* _Set exercise 1_: Show every line of the entries below that contains the string "blue".
--- Start of Passage shown ---
For prospective undergrads, student-authored Golden Bears Blog could just be the X factor in choosing Cal
From student life and housing to academics to extracurricular activities, the Office of Undergraduate Admissions' student bloggers capture the nuances and richness of life at Berkeley.
April 5, 2010
When Josh Ephraim applied to Berkeley, he wanted to see the campus through other students’ eyes. But “I didn’t know anyone here who could tell me what life at Cal was like,” says Ephraim, who relied instead on online collegiate guides.
Ephraim, a junior history major who transferred to Berkeley from Connecticut’s Trinity College last fall, is helping to address that information gap. He’s one of a dozen student-volunteers writing weekly posts about their lives at Berkeley for the new Golden Bears Blog launched by the Office of Undergraduate Admissions last month. Each new blog post adds to an increasingly multifaceted picture of undergraduate life at Berkeley.
Renee Bell, a freshman double-majoring in math and bioengineering, wrote about one gateway to finding new campus experiences: “Being bored and being at Berkeley are truly mutually exclusive. If you find yourself questioning this because you’ve somehow managed to find yourself with a free afternoon, just take a stroll through Sproul Plaza, a bustling center for student activity on campus.”
To prove her point, Bell mapped out a week of activities using flyers she collected on just such a stroll. Her list clues prospective students in to the kinds of offerings that await them should they come to Berkeley: an international food festival; two benefits for the victims of the Haiti earthquake; BareStage Productions’ spring one-act show; a screening of a film about poet Lorine Niedecker; jazz, hip-hop, and ballroom-dance classes; a sorority games night; Phi Beta Lambda’s poker tournament; and a spring formal.
Getting involved at Berkeley
Student activism is alive and well at Berkeley, the birthplace of the Free Speech Movement. Diamond Alexander, a freshman rhetoric major, participated in the March 2 “Blackout,” during which African American students here blocked off Sather Gate to protest a controversial ghetto-themed party a UC San Diego fraternity hosted to mock Black History Month.
After the Blackout, Diamond wrote: “Since that day, many people, myself included, have been working towards rebuilding the Black community at Berkeley and creating organizations and structures that will allow us to become a more unified body.”
Freshman Yana Pavlova blogged, “It was beautiful to watch. Not beautiful like pretty, but beautiful in a tragic way. The silence really spoke, and spoke louder than words. It was a simple protest, simple flyer, simple words, that had an immense impact on me.”
Two days later, Pavlova, a legal-studies major, attended the March 4 strike for public education in Sacramento and wrote: “The people that spoke up at Sacramento kept bringing up Mario Savio and the movements of the ’60s. … Whenever there’s an injustice or an infringement of rights, Berkeley takes a stand. Every time. I feel that Berkeley is the social justice capital of the U.S.”
“Cal is all about the student experience” says Rita Kasperek, an Admissions communications specialist who moderates the blog. “We wanted a way to convey that to prospective students, their families, and the larger community.”
--- End of Passage shown ---
--- Start of Provided records ---
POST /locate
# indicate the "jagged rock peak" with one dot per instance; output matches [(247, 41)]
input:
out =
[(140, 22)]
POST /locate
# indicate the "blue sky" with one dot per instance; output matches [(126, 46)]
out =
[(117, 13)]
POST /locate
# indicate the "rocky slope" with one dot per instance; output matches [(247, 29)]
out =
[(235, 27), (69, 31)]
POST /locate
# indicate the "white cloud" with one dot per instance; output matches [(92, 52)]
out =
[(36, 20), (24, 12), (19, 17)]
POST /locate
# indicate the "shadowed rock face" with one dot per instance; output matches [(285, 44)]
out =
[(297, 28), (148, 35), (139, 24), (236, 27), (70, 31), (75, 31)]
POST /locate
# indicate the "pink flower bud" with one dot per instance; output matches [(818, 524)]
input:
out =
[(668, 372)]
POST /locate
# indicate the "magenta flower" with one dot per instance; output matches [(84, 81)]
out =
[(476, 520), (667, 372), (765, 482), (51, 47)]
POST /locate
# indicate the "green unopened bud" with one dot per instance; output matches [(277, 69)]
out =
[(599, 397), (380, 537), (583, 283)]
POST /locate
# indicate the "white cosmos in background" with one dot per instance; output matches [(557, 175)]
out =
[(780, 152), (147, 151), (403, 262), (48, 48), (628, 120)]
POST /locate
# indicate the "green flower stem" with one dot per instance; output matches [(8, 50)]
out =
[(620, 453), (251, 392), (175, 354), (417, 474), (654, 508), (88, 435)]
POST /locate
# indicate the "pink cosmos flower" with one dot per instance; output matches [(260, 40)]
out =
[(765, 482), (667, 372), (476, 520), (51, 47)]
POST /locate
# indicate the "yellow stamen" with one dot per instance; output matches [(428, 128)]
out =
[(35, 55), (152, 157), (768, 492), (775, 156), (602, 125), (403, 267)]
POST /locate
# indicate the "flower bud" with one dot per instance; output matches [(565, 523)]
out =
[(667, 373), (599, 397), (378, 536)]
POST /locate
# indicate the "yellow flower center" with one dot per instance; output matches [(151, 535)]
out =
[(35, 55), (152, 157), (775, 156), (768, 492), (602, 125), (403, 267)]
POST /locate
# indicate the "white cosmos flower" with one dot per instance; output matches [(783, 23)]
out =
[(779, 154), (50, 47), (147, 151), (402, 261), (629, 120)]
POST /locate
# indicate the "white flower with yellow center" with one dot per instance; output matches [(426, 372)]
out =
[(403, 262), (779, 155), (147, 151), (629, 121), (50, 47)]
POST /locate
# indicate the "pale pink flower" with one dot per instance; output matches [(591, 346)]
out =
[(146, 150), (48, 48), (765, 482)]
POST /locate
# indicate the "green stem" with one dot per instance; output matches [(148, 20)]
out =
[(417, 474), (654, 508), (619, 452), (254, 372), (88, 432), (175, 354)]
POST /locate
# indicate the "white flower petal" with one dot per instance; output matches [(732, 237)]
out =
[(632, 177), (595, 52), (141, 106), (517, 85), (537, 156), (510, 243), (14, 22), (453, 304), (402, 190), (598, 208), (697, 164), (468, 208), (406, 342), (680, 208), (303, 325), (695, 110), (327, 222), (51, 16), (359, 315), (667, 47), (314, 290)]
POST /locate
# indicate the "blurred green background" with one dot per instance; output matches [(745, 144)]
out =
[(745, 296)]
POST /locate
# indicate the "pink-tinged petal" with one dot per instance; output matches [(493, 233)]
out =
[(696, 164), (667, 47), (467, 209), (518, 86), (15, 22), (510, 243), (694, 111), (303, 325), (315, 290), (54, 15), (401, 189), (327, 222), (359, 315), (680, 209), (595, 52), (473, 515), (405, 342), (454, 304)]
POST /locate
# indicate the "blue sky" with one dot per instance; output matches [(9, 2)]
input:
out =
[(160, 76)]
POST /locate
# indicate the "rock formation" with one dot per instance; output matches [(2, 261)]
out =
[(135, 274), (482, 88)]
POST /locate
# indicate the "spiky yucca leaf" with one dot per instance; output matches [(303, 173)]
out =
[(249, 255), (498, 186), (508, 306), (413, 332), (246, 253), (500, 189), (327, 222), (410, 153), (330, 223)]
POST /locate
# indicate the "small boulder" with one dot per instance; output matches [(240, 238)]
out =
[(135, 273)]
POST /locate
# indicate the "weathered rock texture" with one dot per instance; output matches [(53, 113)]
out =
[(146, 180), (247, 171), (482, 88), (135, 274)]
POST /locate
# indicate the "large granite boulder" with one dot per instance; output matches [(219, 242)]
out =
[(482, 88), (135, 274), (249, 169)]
--- End of Provided records ---
* _Set exercise 2_: In the article about the Golden Bears Blog, replace "online collegiate guides" with "online college guides" and give the text between "April 5, 2010" and "online collegiate guides.", inclusive.

* _Task response 1_:
# indicate the "blue sky" with one dot per instance; output matches [(126, 46)]
# indicate the "blue sky" with one dot per instance; output matches [(9, 2)]

* _Task response 2_:
April 5, 2010
When Josh Ephraim applied to Berkeley, he wanted to see the campus through other students’ eyes. But “I didn’t know anyone here who could tell me what life at Cal was like,” says Ephraim, who relied instead on online college guides.